- [WRITTEN EXERCISE]
Locate every line in the entries below that contains the word "Target", and copy each such line in full. Treat uppercase and lowercase letters as distinct when matching.

- [DATASET EXTRACT]
——————
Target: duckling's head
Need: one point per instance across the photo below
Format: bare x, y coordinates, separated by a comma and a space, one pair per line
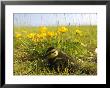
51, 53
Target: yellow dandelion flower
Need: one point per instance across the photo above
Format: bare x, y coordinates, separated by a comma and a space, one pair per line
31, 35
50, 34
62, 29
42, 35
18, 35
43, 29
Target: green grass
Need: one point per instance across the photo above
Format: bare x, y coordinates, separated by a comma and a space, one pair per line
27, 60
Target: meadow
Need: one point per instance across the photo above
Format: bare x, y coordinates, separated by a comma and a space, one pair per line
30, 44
——————
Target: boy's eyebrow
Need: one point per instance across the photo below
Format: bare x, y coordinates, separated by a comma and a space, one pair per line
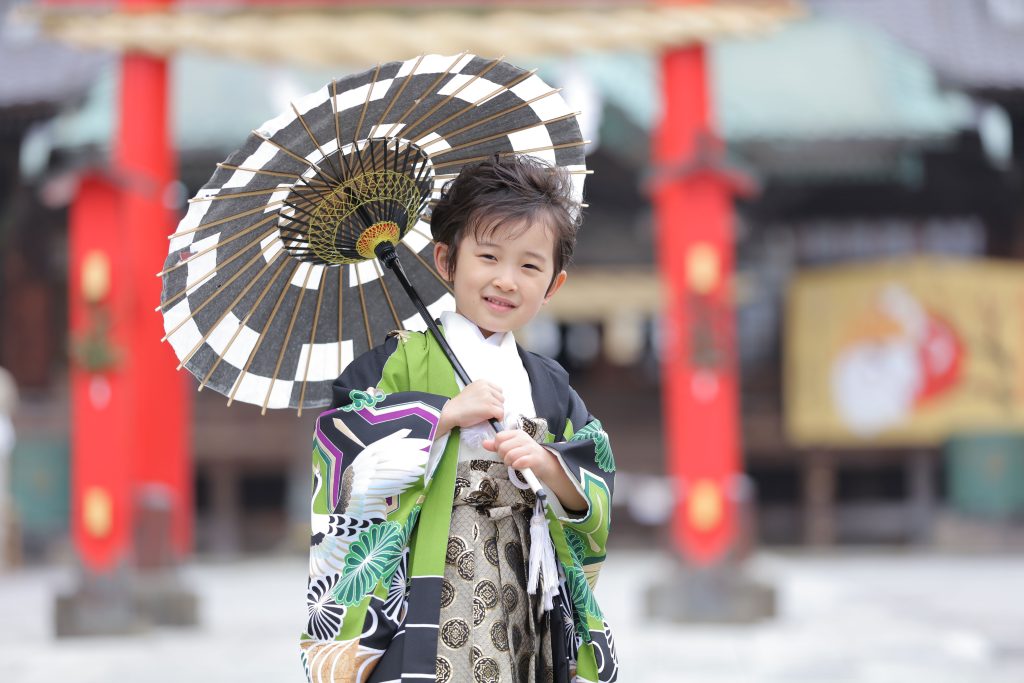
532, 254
——————
- [FINISHED ANSWER]
Target: duckling's head
Target: yellow dandelion flower
Target: green grass
Target: meadow
Target: boy's eyebrow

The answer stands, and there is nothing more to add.